* Problem requirements:
Could each entry below be written out exactly, with every picture dropped?

[Data provided Boundary: Start]

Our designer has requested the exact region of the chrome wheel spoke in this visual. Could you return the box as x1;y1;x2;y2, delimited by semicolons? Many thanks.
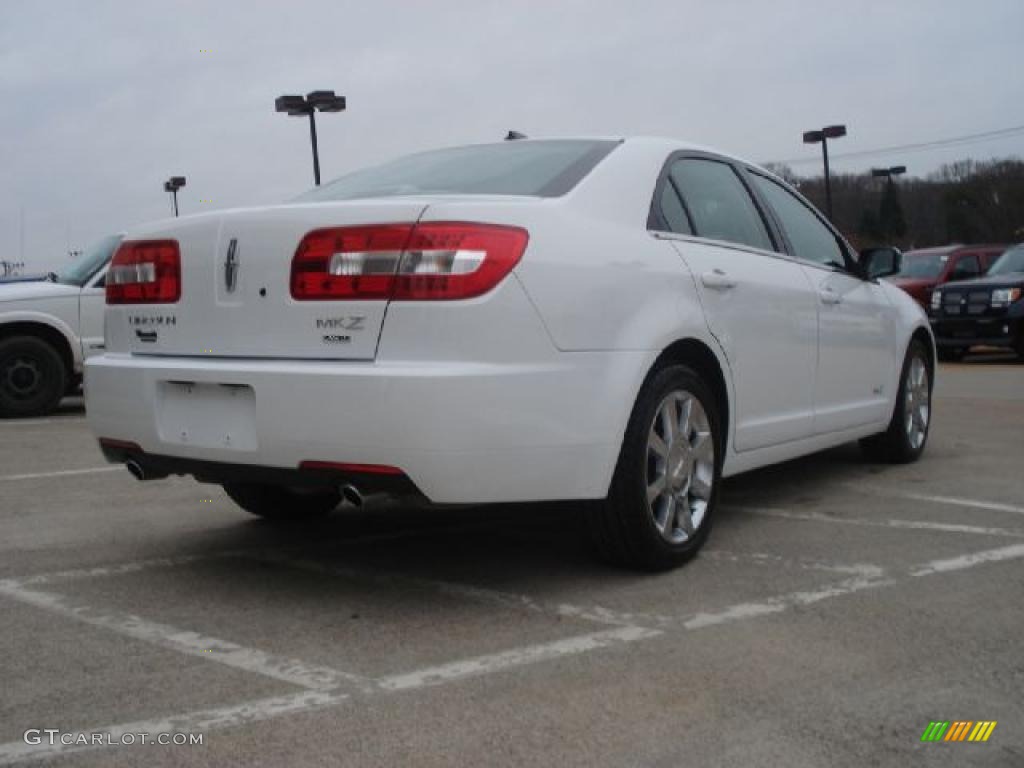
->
691;430;713;462
647;475;666;505
663;398;680;445
677;498;695;535
678;397;693;444
659;494;677;535
649;432;669;460
690;468;712;500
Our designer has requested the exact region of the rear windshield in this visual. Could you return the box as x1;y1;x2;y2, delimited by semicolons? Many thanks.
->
296;140;619;202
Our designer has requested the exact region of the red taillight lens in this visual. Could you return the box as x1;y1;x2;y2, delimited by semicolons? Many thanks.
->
290;224;413;300
392;223;529;301
106;240;181;304
290;222;528;301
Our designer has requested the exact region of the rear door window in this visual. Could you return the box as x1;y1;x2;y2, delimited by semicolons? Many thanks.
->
668;159;773;251
655;182;694;235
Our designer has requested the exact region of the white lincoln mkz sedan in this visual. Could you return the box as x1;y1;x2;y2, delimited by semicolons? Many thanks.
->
85;137;934;569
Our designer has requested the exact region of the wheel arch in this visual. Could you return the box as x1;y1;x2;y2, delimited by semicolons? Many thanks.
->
647;337;732;459
0;320;77;380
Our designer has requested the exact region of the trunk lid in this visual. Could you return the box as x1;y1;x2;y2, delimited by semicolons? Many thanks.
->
123;200;427;360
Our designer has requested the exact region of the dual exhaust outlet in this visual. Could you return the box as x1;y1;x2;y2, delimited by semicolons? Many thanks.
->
124;459;367;507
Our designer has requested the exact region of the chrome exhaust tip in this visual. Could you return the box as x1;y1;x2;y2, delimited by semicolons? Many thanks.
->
125;459;146;481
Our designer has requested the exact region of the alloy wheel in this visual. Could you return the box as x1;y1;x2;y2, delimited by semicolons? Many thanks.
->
646;390;715;544
904;356;930;450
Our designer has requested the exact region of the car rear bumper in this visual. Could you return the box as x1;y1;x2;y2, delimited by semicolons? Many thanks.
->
84;351;652;504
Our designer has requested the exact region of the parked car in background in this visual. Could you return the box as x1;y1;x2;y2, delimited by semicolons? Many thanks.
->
85;137;934;570
0;234;121;417
929;243;1024;360
891;244;1008;309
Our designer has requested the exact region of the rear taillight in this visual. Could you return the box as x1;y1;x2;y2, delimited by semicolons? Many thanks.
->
290;222;528;301
106;240;181;304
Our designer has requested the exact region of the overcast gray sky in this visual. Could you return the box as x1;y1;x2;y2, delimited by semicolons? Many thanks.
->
2;0;1023;270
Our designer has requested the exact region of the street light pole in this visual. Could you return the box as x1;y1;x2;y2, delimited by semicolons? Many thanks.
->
802;124;847;221
163;177;186;217
275;90;346;185
308;111;321;186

[Data provided Boundary: End]

* Solved problem:
Our designer has requested the exact region of the chrome wheel spoke in this visual. Could you return the box as x1;y1;x2;y2, delimited by semicolons? Many thanks.
->
691;430;713;462
647;475;666;505
663;398;680;445
677;498;695;535
678;397;693;444
659;494;677;535
649;432;669;460
690;468;712;500
Our designer has requested the exact region of the rear windshield in this visual. Could you return the box as x1;y1;x2;y2, delimited by semicolons? Many thanks.
->
296;140;619;202
Our designer has requested the exact region of the red taillight lens in this visual. Could you return the box as x1;y1;x2;y2, delimited by semicolons? Many thanks.
->
290;224;413;300
392;223;529;301
106;240;181;304
290;222;528;301
Our designer has requested the exact region of the rear door window in this visual. Could you return the box as x1;y1;x2;y2, delimited by semicolons? Many thanks.
->
668;159;773;251
655;182;694;235
Our designer has requested the exact region of the white lincoln mkz sedan in this visual. Could you return the box as x1;y1;x2;y2, delimited by semicolons? Many thanks.
->
85;137;934;569
Our designer has requested the exact region of the wheel arch in this visual. Could you return the box as x1;y1;x2;y2, delimited by semicolons? Many thanks.
->
647;337;732;459
0;320;77;380
Our designer has requested the exact region of the trunk lid in this visual. Could you return the box as x1;y1;x2;y2, delimited by semicolons? Many thanks.
->
123;200;427;360
Our designer has requested the exact region of the dual exhaust outlet in this visual. Could you return the box as x1;y1;x2;y2, delimited by semicolons? Many thanks.
->
124;459;367;507
Our designer has requested the exact region of the chrome exhaust tip in this visual. Could you return the box as x1;y1;x2;y2, delimited by semicolons? Many thanks.
->
125;459;146;481
Our designer has requested the exact region of the alloy wheel in this visual. Could you return the box as x1;y1;x2;y2, delimited by semicolons? Many thanks.
->
646;390;715;544
904;356;930;450
Our designer has requested the exact region of the car rear bumper in this visual. Could you return the box as x1;y1;x2;y2, delimited by semicolons? Many thanks.
->
84;351;652;504
Our designer has requested the exact region of the parked car in background in this visual. Could you return the box as x1;y1;x2;y2, delimited by semicolons? Many thanks.
->
85;137;934;570
0;234;121;417
929;243;1024;360
891;244;1008;309
Our designer has requested the exact region of the rear taillight in this visual. Could you return the box as x1;y1;x2;y2, delimited by semicolons? Many thanks.
->
290;222;528;301
106;240;181;304
Our designer has requested the exact region of the overcast gray sky in this visual. Could you return the box as x1;y1;x2;y2, delimited by semicolons? Many thanks.
->
2;0;1023;270
Our designer has requested the exact region of the street light pole in this visual. Could you return the box as x1;y1;x2;y2, delimited by semicolons? Many thanks.
->
802;124;847;221
163;177;186;217
275;90;346;185
308;111;321;186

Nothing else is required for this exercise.